TASK OBJECTIVE: Retype every line of the records below without changing a single character.

-- begin GIVEN RECORDS --

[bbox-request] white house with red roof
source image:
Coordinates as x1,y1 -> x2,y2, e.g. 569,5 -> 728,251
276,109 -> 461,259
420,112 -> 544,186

-- end GIVEN RECORDS --

TASK OUTPUT:
[bbox-request] white house with red roof
source image:
Coordinates as x1,y1 -> x2,y2, e.g. 569,5 -> 728,251
276,109 -> 461,259
420,112 -> 544,186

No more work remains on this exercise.